A final aspect of this system as deployed is that the LCARS Array also has unfettered access to deep space. As part of the exploration of what might be possible (Heliophysics 2050 workshop), this white paper strongly suggests the inclusion of a Point-able Deep Space Antennae Array with the capability of providing long duration communications outward as well as continuous monitoring of deployed assets including such spacecraft as the Interstellar Probe, Voyager 1/2, New Horizon, and those missions currently being considered for deployment to Jupiter, Saturn, and Uranus. As proposed in this white paper, LCARS Deep Space Network (LCARS-DSN) would represent a significant enhancement to the existing NASA Deep Space Network not just by providing uninterrupted monitoring of the spacecraft but also by providing a redundant capability once data is received from such long-range communications.

Figure 1. Deployment of the LCARS Array at each of the five Lagrange points of the Earth-Sun system.

DATA LINES:
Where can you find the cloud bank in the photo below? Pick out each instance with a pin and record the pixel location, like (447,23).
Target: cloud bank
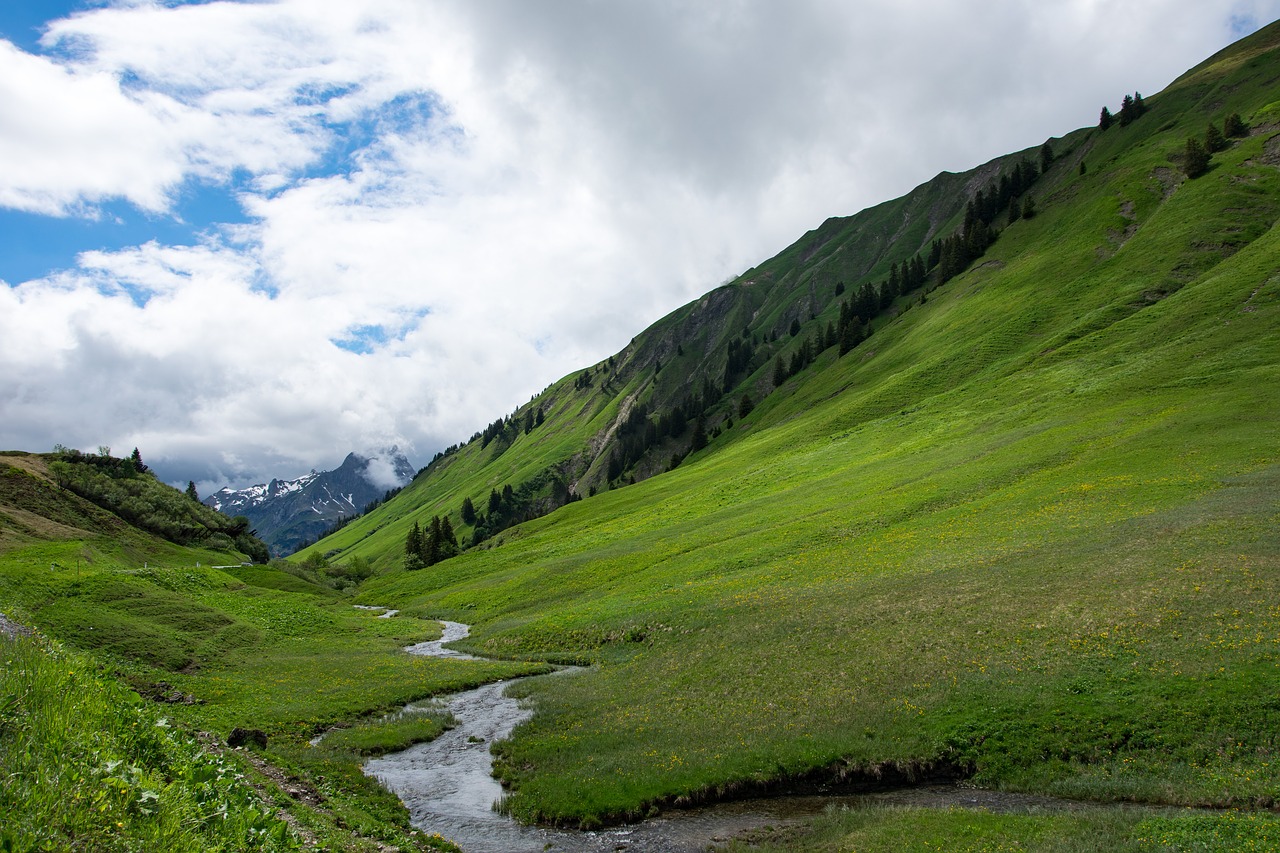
(444,206)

EXERCISE GOAL:
In the LCARS Array passage, which existing network would LCARS-DSN significantly enhance?

REPLY TO THE EXERCISE:
The existing NASA Deep Space Network.